┌─ 記事

童話のような物語体験を……。異種族交流譚『嘘つき姫と盲目王子』アプリ版レビュー

電撃オンライン
公開日時

 日本一ソフトウェアは2020年5月21日(木)より、買い切り型アプリブランド“ゲームバラエティー”の新タイトルとして、iOS/Android版『嘘つき姫と盲目王子』の事前登録を開始しています。

 本タイトルは、2018年にPS Vita、PS4、Nintendo Switch用タイトルとして発売されたもの。iOS/Android版は、諸般の事情でサウンドトラックに収録されていなかった楽曲を収録したサウンドルームを追加し、操作システムをスマホ向けに変更、かつプライスダウンしたものになっています。

 絵本のような温かみのあるグラフィックが特徴的な本作は、もともとは日本一ソフトウェアが年に一度、全社あげて開催する企画コンペ“日本一企画祭”から誕生。企画立案当初から、提案者の小田沙耶佳さんのイラストは製品版のものからほぼ変わりなく、高い完成度でした。当時の審査員を務めた電撃PlayStation3代目編集長の西岡美道も、その絵作りに魅了され、本作のゲーム開発を強く推した1人です。

 本記事では、さまざまなデバイスで展開される『嘘つき姫と盲目王子』の魅力、そしてiOS/Android版の魅力をご紹介していきます。

本当のわたしではあなたに触れられない――温かみのあるグラフィックで描かれる童話のような物語

 本作は“狼”と呼ばれる化け物と人間の王子による、異種族間の交流を描く、2D横スクロールアクションアドベンチャー。

 その中でも高い評価を得たのが、グラフィックと物語です。少し長いですが、物語の冒頭を引用してみます。

└─
┌─ データ抜粋

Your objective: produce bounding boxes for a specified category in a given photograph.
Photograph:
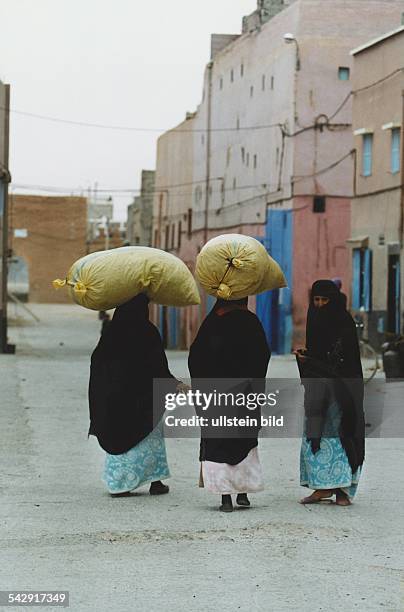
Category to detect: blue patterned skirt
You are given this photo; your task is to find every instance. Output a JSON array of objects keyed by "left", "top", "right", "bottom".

└─

▸ 課題:
• a. 「日本一ソフトウェアは2020」から「ルアクションアドベンチャー。」までの部分を、両端も含めてレビュー記事のまま一字も変えずに書き写すこと。
• b. 『嘘つき姫と盲目王子』のレビュー記事を、最後の文の次から書き継ぐこと。

▸ 解答:
• a.
日本一ソフトウェアは2020年5月21日(木)より、買い切り型アプリブランド“ゲームバラエティー”の新タイトルとして、iOS/Android版『嘘つき姫と盲目王子』の事前登録を開始しています。

 本タイトルは、2018年にPS Vita、PS4、Nintendo Switch用タイトルとして発売されたもの。iOS/Android版は、諸般の事情でサウンドトラックに収録されていなかった楽曲を収録したサウンドルームを追加し、操作システムをスマホ向けに変更、かつプライスダウンしたものになっています。

 絵本のような温かみのあるグラフィックが特徴的な本作は、もともとは日本一ソフトウェアが年に一度、全社あげて開催する企画コンペ“日本一企画祭”から誕生。企画立案当初から、提案者の小田沙耶佳さんのイラストは製品版のものからほぼ変わりなく、高い完成度でした。当時の審査員を務めた電撃PlayStation3代目編集長の西岡美道も、その絵作りに魅了され、本作のゲーム開発を強く推した1人です。

 本記事では、さまざまなデバイスで展開される『嘘つき姫と盲目王子』の魅力、そしてiOS/Android版の魅力をご紹介していきます。

本当のわたしではあなたに触れられない――温かみのあるグラフィックで描かれる童話のような物語

 本作は“狼”と呼ばれる化け物と人間の王子による、異種族間の交流を描く、2D横スクロールアクションアドベンチャー。

• b.
導入のストーリー

 ある森に、狼によく似た人食いの化け物が住んでいました。その化け物は恐ろしい姿に似合わぬ美しい歌声を持ち、月夜の晩には誇らしげにその歌声を響かせていました。

 しかし、その夜はいつもと様子が違いました。狼の化け物が小高い岩の上で歌を歌い終えると、どこからともなく拍手が聞こえてきます。

 狼がそっと岩の下をのぞくと、身なりの良い少年がこちらを見上げていました。森のそばにある小国の王子が、狼の歌を聴きに来ていたのです。岩が邪魔で、王子からは狼の姿が見えていないようでした。

 普段の狼ならば、すぐに王子を捕らえて食べてしまっていたことでしょう。しかし、狼は王子を見逃しました。それは単なる気まぐれでした。

 それからというもの王子は毎晩、狼の歌を聴きにやって来ました。ふたりが言葉を交わすことはありません。けれども、いつしか狼は王子を食べようという気持ちを失っていました。

 その夜も狼は王子に歌を聴かせていました。しかし、狼が歌い終えても拍手が聞こえてきません。不思議に思い足元をのぞくと、なんと王子が岩を登ってきているではありませんか。きっと歌声の主に会おうと思ったのでしょう。

 自分の正体を知ったら、王子はもう歌を聴きに来なくなってしまう――そう思った狼は王子の 顔に手を伸ばしました。目を覆い、姿を見られないようにするつもりでした。

 しかし大きな爪がついた狼の手は、誰かに優しく触れるにはあまりにも不向きでした。狼の意に反して、鋭い爪が王子の顔を切り裂きます。突然の痛みと化け物の大きな手に驚き、王子は地面に落下し気を失ってしまいました。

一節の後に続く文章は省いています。